# [GIVEN PROBLEM]
Your task is to transcribe the entries below exactly, beginning with the line containing "Q: Find one point on every instance of the concrete building" and ending with the final line, and to add nothing else.

# [SUPPLIED DATA]
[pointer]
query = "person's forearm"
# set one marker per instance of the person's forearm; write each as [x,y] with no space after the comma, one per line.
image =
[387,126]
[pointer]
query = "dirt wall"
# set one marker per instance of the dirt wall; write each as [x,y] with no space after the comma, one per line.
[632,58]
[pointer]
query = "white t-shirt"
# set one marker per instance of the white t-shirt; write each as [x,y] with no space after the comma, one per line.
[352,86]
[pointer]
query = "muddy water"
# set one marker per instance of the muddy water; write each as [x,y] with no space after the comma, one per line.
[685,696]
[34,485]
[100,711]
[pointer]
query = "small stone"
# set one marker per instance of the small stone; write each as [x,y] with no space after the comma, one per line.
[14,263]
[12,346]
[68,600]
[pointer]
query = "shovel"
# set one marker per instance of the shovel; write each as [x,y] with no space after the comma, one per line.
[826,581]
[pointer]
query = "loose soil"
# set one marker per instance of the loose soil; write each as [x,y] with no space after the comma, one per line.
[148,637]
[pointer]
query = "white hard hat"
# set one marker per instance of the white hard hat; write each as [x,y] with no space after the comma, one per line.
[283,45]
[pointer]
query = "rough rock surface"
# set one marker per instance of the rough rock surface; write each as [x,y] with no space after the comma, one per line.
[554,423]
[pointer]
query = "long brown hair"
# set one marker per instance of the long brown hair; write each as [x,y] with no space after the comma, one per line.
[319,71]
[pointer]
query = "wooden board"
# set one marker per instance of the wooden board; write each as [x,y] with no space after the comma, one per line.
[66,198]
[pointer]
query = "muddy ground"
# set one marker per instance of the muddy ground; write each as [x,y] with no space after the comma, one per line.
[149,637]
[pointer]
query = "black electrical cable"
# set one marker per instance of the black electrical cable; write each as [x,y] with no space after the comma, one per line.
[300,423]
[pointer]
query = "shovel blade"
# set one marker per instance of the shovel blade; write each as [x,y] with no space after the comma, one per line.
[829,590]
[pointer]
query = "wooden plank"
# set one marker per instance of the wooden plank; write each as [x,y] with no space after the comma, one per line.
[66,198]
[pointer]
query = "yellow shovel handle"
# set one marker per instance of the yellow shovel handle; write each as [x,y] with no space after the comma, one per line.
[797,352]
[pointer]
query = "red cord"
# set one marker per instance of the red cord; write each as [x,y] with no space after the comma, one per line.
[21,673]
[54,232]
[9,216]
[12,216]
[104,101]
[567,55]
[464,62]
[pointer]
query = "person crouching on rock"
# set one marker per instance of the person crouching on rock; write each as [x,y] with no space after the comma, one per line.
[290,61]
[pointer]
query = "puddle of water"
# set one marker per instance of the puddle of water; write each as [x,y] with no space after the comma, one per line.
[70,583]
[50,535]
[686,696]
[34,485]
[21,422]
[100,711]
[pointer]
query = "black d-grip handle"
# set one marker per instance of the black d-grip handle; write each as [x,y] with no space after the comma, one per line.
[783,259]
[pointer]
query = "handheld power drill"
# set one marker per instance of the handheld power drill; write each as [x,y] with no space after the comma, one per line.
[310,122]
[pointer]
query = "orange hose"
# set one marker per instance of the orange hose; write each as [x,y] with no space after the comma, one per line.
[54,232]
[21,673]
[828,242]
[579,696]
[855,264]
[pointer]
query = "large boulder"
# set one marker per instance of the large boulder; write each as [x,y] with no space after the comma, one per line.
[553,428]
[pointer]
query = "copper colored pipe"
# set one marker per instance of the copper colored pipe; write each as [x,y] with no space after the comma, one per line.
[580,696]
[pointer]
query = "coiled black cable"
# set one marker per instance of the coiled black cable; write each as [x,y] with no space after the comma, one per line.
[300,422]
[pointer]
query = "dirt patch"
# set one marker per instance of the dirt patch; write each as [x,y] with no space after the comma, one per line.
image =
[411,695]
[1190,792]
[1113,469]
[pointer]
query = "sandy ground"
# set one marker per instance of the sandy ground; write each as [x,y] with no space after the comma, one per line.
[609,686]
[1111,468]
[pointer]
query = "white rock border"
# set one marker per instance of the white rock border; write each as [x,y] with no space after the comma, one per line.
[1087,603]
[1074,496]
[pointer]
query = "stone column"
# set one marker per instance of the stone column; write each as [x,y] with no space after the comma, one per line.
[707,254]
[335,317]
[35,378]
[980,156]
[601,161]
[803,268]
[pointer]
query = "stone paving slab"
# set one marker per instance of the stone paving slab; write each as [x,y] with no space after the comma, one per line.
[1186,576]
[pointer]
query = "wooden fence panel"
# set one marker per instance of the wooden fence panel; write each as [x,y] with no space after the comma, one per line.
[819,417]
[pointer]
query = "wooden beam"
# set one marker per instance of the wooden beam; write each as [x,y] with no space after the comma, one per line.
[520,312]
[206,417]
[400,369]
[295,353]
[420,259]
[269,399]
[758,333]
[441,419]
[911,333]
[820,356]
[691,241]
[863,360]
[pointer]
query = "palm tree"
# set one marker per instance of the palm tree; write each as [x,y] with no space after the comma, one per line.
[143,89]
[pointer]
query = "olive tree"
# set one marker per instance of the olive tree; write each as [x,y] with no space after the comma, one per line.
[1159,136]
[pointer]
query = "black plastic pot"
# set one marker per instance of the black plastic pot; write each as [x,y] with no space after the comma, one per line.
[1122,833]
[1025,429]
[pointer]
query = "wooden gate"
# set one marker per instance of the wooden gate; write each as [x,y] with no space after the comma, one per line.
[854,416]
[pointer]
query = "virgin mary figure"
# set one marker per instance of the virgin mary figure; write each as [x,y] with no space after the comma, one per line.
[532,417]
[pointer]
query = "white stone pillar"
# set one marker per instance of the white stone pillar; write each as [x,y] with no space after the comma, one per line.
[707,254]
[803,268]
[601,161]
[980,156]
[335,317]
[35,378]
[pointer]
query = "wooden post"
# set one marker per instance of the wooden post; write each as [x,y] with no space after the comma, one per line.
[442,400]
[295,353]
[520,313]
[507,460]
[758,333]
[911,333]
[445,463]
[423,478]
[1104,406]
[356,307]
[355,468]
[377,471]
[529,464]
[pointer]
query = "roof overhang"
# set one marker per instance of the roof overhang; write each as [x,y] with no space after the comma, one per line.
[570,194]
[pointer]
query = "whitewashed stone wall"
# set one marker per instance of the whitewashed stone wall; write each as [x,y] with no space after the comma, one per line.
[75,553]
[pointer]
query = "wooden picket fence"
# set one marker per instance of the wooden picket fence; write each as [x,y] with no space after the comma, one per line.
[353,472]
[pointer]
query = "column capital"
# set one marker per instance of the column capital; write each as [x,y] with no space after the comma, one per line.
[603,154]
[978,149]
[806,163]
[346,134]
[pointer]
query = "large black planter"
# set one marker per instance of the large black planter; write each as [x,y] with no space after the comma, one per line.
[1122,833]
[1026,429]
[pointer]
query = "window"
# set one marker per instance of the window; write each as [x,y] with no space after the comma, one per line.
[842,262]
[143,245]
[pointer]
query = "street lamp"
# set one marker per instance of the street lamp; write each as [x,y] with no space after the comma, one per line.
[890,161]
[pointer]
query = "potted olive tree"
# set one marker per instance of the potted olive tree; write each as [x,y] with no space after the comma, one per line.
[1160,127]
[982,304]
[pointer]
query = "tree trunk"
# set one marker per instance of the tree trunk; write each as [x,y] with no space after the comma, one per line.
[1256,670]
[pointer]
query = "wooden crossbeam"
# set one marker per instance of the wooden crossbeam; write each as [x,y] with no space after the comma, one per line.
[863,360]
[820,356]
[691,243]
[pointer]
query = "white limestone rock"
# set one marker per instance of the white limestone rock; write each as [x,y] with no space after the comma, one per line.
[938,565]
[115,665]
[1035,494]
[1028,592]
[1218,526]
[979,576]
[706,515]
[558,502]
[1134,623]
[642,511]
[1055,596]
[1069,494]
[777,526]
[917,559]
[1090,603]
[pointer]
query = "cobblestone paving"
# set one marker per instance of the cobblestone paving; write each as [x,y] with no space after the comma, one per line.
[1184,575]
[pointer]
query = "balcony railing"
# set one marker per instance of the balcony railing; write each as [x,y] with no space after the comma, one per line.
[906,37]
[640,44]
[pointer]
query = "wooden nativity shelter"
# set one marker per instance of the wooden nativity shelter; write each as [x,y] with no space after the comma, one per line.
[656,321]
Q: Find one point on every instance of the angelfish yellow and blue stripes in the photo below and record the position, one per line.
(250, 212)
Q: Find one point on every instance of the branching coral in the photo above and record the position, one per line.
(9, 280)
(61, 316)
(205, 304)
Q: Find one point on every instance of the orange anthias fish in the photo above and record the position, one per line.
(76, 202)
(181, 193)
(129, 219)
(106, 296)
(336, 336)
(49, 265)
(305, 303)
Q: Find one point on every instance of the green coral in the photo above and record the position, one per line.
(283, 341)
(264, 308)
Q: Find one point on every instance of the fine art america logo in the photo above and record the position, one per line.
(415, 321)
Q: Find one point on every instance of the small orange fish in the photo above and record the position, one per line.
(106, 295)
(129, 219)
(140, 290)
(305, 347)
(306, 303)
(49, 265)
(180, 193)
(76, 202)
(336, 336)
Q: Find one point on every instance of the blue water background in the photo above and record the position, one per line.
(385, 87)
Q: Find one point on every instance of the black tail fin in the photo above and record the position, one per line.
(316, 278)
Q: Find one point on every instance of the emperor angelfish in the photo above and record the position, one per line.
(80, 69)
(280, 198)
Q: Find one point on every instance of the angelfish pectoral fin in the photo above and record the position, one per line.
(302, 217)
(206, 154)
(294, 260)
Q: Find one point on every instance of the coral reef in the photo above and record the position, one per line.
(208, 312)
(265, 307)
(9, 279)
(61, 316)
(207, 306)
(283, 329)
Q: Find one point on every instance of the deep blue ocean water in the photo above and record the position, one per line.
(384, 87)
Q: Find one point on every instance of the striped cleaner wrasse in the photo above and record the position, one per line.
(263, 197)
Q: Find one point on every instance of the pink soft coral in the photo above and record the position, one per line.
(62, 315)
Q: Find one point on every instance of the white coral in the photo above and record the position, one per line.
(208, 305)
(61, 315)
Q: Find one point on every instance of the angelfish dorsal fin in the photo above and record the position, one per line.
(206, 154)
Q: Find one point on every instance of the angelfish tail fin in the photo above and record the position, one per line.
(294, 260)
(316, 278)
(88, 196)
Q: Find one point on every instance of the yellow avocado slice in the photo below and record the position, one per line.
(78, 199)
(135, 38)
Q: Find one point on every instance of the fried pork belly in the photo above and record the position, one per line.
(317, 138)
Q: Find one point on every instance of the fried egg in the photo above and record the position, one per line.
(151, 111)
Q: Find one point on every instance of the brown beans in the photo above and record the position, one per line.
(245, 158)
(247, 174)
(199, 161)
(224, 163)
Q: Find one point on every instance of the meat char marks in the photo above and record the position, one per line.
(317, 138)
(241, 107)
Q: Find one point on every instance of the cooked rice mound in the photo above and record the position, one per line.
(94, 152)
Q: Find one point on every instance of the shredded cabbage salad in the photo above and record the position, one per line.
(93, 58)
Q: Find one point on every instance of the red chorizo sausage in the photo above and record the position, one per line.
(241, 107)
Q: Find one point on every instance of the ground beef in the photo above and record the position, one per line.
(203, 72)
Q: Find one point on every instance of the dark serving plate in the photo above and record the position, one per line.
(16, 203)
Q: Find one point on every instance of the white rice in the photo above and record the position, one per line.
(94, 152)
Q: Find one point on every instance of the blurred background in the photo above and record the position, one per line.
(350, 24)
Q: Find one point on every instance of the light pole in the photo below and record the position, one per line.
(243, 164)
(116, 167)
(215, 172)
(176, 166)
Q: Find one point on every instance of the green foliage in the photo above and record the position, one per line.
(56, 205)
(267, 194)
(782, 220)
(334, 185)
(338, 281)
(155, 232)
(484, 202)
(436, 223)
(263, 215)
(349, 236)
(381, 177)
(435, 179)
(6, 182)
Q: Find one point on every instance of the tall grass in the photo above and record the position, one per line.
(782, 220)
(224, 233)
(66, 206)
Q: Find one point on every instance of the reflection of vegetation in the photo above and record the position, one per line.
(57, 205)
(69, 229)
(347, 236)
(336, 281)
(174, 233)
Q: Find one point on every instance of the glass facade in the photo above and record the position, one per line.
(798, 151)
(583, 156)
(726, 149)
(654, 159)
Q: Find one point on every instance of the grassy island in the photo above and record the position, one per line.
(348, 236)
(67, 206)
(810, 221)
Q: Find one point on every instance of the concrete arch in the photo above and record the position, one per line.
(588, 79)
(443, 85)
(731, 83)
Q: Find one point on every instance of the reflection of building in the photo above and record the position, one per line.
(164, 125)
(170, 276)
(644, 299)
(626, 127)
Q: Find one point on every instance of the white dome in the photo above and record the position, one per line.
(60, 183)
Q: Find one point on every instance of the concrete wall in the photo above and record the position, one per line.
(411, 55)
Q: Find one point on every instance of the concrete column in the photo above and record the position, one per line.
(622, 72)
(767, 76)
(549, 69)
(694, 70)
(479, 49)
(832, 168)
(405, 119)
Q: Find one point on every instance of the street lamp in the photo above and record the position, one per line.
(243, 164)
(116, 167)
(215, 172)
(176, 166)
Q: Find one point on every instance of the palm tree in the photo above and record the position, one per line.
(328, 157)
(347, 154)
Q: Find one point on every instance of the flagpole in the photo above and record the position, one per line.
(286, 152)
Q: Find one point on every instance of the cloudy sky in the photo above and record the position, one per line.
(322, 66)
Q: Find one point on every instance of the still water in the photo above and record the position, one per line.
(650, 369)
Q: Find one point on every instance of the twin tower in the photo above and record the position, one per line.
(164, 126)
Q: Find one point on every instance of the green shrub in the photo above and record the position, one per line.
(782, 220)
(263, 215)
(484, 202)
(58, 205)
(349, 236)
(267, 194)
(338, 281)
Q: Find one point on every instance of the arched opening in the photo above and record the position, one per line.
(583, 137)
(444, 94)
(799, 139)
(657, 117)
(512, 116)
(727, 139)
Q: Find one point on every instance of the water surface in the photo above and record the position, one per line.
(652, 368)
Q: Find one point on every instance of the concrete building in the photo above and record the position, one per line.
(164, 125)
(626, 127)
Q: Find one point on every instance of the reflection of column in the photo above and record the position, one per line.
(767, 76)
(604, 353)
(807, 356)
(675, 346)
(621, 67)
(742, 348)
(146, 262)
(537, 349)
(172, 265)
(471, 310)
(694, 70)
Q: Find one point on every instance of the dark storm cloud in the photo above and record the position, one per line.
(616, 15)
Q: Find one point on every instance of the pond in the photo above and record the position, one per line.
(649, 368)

# [COMPLETED EXERCISE]
Q: Find one point on every instance of the concrete building in the photo above and record the position, one per line.
(164, 125)
(626, 127)
Q: Find one point on every instance of the reflection of column in the photo above and record the position, one per line.
(767, 76)
(604, 353)
(807, 356)
(675, 346)
(621, 67)
(742, 348)
(146, 262)
(537, 349)
(172, 265)
(471, 310)
(694, 70)
Q: Find one point on every instance of the dark storm cloud in the photo above and record the position, one per line.
(616, 15)
Q: Find one point on every instance of the pond in the photo above and record the position, one per line.
(649, 368)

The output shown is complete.